What you should do
Scan the material below for the string "green", and copy every line where it shows up.

Record set
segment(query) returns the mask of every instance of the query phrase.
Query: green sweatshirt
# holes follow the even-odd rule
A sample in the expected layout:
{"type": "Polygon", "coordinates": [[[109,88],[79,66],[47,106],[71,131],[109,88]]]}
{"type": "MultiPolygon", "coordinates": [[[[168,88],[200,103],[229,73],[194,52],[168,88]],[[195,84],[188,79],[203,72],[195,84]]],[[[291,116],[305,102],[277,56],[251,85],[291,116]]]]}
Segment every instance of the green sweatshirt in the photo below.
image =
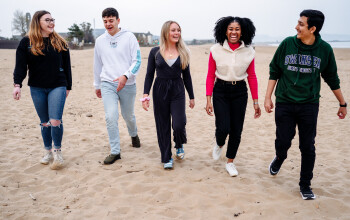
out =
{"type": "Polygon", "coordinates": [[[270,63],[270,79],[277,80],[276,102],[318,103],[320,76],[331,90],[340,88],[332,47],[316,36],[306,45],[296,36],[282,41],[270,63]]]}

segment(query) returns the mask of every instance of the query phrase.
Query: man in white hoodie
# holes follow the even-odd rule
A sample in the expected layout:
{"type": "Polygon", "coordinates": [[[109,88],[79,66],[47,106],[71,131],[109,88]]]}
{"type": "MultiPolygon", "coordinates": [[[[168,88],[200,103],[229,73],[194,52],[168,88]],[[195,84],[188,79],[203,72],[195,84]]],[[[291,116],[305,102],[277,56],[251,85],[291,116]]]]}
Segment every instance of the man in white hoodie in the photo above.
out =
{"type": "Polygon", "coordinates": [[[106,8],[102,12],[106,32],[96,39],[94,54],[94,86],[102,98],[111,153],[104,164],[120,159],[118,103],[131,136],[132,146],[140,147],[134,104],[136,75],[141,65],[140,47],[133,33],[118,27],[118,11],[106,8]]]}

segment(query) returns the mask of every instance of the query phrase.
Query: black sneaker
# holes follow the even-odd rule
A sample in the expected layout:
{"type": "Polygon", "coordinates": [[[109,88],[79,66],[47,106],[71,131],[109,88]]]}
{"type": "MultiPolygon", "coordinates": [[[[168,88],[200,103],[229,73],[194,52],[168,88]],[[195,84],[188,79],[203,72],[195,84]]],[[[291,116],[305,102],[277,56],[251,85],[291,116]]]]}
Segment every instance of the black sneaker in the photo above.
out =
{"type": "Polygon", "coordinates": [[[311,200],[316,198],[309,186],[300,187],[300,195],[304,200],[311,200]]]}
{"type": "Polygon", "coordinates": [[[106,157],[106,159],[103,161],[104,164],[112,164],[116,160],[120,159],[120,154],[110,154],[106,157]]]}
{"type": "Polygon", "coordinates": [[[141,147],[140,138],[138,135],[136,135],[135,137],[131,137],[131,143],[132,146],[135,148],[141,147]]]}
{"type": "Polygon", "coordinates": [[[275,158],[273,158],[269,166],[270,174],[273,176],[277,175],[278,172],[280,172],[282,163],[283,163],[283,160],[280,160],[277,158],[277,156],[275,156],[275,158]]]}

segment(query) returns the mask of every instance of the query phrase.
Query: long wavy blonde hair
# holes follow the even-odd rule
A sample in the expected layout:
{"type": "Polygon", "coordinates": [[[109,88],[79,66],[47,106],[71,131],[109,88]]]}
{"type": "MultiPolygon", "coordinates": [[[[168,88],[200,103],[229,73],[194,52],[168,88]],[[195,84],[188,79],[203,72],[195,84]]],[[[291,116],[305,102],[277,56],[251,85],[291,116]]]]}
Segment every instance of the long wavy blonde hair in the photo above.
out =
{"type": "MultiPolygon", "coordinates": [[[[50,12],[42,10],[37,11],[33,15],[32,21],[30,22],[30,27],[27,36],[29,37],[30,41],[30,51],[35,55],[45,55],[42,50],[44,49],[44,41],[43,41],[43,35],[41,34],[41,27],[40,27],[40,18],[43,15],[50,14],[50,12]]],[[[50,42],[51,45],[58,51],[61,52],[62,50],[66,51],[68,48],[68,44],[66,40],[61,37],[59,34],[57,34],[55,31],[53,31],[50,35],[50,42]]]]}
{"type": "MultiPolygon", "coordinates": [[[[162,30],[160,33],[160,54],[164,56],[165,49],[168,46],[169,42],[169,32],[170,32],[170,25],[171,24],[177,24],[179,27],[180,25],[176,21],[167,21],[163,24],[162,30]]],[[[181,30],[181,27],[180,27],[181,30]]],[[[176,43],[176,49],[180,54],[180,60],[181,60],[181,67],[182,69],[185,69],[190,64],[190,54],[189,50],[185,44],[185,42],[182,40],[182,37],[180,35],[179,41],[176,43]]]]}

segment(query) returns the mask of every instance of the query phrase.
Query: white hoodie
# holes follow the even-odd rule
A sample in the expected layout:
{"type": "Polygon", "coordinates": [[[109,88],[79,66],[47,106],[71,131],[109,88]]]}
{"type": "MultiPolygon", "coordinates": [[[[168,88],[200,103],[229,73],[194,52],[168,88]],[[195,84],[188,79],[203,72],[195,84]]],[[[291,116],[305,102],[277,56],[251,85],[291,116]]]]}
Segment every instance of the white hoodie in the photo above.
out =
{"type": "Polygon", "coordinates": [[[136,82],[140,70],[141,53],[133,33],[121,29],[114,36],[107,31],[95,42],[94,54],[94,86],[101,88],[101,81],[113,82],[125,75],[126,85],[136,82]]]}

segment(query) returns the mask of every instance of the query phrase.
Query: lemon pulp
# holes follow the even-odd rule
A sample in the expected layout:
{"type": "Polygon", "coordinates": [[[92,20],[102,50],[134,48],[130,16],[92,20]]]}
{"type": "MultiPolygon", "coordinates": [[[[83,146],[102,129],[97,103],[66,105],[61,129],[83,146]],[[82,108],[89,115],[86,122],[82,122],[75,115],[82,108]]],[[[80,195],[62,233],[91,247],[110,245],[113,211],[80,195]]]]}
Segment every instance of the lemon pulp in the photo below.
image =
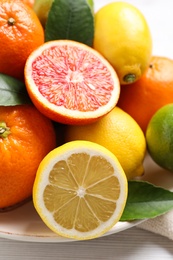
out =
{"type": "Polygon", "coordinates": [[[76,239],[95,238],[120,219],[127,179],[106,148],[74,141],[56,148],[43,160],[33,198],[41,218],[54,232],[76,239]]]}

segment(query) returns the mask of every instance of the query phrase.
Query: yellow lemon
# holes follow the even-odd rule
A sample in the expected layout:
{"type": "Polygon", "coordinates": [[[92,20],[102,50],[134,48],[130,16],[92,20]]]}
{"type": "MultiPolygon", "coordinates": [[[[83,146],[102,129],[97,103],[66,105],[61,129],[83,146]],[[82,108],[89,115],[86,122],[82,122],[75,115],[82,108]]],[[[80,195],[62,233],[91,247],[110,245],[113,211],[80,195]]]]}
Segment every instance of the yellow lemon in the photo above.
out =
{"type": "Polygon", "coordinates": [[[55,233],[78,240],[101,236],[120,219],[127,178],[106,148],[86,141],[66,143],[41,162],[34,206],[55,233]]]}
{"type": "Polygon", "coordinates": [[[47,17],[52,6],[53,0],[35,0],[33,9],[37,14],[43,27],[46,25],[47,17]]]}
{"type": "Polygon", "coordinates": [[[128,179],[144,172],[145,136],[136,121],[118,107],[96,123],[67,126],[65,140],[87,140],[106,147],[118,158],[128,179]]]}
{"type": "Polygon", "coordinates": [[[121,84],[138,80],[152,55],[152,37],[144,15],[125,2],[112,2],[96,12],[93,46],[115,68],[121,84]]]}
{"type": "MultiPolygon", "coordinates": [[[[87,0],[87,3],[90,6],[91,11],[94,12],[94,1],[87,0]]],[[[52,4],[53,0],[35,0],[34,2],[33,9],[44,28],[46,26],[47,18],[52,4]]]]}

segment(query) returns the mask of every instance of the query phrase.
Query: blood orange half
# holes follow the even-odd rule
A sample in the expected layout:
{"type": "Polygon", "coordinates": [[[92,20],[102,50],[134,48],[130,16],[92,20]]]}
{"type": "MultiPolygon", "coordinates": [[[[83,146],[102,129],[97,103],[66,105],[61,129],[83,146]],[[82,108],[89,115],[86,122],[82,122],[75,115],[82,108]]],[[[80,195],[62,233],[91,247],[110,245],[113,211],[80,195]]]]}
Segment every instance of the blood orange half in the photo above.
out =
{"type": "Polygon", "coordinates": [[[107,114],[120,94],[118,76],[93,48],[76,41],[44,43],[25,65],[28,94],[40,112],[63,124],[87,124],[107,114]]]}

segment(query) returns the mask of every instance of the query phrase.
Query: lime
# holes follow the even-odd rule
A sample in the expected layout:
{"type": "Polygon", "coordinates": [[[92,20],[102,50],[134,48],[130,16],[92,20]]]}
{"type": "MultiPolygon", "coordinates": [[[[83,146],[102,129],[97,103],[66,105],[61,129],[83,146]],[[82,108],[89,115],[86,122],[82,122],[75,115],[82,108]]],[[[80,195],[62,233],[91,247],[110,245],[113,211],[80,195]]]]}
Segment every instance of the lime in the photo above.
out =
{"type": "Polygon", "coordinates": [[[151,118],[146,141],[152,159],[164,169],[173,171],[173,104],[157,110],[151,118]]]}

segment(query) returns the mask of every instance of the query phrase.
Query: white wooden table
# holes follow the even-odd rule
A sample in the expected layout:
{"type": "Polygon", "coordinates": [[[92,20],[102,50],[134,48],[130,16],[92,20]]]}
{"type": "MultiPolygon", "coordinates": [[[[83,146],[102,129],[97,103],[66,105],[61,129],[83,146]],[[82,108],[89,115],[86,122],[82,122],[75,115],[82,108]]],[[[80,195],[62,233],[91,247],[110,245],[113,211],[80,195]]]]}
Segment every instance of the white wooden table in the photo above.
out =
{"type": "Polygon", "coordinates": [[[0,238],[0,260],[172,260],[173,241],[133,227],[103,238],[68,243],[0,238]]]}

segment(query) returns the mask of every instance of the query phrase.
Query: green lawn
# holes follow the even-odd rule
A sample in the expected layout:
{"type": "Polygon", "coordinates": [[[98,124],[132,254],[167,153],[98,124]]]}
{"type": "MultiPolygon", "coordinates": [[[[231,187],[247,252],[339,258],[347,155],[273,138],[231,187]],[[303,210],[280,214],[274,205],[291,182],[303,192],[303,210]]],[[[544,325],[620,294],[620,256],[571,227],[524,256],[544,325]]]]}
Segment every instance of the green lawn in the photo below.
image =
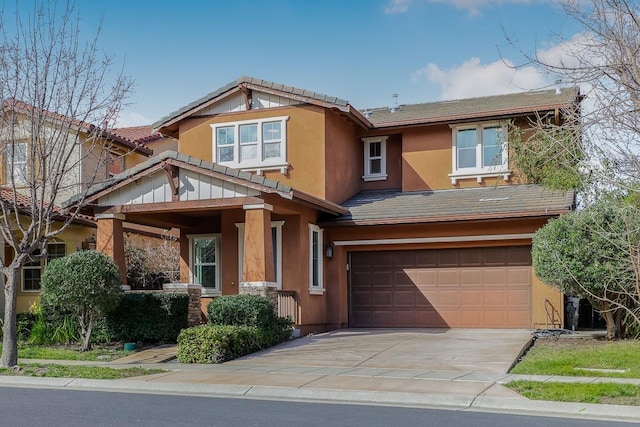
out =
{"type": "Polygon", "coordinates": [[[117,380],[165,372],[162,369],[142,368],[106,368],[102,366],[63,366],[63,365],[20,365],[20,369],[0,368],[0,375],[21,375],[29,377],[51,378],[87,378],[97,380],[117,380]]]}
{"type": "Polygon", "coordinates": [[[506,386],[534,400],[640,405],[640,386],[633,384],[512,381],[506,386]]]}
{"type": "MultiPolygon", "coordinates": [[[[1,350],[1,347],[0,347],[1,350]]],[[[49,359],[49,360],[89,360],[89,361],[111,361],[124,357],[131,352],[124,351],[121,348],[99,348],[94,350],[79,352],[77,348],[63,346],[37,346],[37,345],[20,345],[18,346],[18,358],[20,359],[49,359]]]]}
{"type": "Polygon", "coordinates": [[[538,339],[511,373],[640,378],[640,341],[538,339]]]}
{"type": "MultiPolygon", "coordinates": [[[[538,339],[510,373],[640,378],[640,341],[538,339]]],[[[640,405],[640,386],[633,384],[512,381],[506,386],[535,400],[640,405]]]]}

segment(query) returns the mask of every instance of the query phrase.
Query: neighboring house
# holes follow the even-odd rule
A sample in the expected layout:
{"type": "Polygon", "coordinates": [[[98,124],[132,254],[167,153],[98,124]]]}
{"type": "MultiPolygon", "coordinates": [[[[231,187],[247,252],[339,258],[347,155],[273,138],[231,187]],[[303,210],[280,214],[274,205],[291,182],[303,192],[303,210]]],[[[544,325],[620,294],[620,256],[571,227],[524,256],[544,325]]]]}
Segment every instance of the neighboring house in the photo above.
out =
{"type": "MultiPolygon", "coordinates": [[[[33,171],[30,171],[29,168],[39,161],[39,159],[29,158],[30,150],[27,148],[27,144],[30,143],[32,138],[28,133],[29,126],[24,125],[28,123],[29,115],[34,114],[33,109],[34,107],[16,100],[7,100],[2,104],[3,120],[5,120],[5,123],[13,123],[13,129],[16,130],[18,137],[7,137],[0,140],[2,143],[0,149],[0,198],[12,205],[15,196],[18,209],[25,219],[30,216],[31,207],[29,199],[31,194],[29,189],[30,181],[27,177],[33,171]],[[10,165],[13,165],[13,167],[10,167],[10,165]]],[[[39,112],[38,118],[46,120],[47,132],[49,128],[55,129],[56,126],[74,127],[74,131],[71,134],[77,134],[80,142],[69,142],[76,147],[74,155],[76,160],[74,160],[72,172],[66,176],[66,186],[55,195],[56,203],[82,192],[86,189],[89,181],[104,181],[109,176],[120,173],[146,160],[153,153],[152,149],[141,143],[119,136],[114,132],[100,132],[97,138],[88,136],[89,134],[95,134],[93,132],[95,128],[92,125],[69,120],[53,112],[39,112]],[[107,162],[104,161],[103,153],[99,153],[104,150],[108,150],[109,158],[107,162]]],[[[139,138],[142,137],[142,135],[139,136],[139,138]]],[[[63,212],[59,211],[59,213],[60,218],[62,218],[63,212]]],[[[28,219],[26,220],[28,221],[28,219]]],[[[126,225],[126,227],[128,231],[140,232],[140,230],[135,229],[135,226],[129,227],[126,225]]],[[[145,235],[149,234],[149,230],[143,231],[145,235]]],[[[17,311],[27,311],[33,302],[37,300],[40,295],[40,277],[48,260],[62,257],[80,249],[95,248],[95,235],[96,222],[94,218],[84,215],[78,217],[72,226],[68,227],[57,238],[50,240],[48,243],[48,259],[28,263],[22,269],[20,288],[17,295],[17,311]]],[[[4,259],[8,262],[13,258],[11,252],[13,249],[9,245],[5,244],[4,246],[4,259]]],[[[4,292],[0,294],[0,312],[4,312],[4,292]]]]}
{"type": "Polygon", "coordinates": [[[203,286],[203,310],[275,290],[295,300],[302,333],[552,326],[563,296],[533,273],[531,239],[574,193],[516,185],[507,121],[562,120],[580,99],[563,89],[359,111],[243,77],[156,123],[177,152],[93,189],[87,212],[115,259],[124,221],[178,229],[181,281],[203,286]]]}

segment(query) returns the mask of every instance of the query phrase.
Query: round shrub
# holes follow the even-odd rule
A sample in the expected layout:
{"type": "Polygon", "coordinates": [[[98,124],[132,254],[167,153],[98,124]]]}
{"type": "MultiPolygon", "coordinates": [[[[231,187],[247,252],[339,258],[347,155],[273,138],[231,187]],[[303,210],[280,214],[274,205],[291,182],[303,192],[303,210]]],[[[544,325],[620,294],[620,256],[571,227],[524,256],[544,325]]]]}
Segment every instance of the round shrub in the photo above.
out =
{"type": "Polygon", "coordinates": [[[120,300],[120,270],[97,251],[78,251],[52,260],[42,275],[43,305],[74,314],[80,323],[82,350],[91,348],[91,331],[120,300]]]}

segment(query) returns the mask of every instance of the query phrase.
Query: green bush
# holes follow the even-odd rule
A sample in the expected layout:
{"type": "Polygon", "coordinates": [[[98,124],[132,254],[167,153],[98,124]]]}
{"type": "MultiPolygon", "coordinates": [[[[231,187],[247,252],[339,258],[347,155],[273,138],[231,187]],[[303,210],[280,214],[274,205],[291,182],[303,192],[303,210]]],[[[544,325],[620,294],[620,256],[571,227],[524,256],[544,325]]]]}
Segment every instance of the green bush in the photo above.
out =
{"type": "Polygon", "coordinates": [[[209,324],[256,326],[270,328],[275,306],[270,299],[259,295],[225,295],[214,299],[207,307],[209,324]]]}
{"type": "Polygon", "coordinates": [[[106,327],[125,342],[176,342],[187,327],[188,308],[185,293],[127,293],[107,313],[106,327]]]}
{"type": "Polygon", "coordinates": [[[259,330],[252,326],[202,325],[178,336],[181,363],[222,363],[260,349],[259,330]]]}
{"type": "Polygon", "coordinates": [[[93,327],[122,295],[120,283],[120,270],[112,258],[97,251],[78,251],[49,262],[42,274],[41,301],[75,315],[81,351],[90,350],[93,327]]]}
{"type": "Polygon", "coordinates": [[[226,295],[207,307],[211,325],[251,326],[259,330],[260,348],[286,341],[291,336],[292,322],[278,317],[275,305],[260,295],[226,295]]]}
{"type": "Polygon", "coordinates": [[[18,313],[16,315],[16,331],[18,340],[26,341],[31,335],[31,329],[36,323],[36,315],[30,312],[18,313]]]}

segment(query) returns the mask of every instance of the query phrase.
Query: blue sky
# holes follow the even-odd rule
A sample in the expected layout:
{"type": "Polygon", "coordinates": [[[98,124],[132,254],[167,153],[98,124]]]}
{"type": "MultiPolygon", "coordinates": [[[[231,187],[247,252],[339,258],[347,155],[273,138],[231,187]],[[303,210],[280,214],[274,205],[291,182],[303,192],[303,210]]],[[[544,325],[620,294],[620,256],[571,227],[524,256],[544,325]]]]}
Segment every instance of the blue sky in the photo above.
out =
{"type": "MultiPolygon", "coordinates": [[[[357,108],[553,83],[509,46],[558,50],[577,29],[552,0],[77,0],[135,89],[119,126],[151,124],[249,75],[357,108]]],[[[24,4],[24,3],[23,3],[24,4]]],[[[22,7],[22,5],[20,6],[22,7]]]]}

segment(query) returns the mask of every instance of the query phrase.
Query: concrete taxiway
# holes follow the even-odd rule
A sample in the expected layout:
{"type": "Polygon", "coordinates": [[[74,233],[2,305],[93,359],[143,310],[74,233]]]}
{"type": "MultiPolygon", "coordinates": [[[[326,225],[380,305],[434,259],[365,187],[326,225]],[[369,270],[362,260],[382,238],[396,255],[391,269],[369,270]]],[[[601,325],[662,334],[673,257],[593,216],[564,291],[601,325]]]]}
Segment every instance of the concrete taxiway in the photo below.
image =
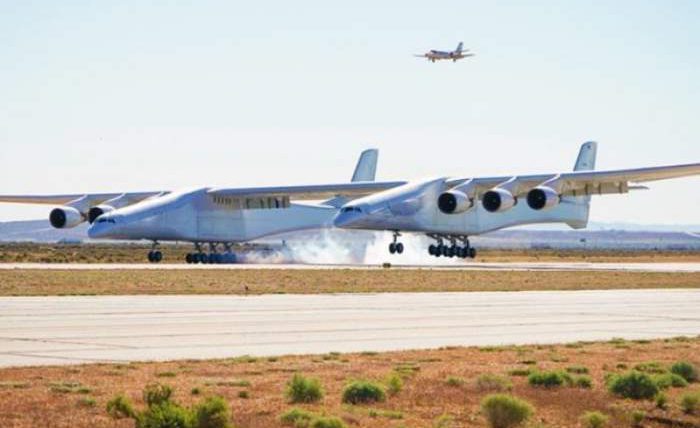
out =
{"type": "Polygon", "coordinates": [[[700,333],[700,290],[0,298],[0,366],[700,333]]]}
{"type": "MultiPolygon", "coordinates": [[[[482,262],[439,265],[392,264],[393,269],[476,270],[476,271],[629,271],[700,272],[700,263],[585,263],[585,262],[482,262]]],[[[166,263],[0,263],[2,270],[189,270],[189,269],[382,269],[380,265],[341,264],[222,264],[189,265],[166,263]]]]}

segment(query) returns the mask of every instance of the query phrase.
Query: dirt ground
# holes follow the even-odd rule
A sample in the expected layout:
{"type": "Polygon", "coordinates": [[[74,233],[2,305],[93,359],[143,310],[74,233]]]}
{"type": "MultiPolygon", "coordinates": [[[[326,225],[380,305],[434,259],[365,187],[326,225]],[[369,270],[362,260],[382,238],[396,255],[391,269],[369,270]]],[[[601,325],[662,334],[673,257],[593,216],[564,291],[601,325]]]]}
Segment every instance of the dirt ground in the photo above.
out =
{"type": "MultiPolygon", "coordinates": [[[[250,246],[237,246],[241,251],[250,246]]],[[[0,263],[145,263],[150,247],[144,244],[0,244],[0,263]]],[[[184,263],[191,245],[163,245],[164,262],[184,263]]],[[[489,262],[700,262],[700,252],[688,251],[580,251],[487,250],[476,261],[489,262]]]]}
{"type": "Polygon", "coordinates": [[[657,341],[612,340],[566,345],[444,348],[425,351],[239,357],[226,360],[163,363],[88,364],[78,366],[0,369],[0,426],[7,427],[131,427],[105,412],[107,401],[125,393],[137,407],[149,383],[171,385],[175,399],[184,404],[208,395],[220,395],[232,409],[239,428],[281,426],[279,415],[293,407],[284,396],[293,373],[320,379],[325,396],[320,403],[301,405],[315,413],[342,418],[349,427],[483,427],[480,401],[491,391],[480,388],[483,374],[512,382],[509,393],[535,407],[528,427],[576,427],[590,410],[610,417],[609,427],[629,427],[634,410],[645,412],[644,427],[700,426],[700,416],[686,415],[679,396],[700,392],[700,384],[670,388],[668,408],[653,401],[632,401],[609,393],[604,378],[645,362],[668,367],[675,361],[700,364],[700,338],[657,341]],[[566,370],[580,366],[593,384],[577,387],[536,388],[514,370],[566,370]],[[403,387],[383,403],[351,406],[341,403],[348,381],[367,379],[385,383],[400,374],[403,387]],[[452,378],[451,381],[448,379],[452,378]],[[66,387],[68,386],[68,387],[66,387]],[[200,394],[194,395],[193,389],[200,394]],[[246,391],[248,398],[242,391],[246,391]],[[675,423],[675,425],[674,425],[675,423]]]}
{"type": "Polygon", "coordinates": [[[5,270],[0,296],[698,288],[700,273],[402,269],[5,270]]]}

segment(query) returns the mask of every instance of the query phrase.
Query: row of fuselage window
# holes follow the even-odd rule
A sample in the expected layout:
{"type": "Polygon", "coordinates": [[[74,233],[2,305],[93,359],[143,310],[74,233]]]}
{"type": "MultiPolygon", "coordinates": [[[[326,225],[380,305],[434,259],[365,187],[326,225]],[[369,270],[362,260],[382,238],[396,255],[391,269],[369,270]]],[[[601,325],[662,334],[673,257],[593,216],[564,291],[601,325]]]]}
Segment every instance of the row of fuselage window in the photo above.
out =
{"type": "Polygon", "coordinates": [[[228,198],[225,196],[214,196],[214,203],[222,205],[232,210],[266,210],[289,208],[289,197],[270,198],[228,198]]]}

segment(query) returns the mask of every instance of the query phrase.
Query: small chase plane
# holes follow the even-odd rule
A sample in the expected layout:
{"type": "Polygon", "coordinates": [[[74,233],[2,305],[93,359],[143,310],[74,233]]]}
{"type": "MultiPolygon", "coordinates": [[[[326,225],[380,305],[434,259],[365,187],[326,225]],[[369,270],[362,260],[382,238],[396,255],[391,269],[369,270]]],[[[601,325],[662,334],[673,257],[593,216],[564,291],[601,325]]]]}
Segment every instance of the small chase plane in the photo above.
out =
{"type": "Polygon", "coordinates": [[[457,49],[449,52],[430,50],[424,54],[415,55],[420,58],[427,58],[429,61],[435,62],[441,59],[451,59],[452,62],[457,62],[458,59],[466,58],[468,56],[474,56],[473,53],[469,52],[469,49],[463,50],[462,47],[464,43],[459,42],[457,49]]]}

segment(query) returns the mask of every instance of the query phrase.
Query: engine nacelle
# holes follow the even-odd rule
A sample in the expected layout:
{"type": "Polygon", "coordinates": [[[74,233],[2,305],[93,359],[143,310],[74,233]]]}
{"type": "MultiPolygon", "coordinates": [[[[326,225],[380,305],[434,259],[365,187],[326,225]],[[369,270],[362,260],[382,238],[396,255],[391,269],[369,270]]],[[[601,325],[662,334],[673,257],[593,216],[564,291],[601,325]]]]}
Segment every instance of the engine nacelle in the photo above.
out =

Problem solution
Query: green sweatshirt
Segment every instance of the green sweatshirt in the photo below.
Query: green lawn
Segment every instance of the green lawn in the photo below.
Query: green bush
Segment every instance of the green bush in the photo above.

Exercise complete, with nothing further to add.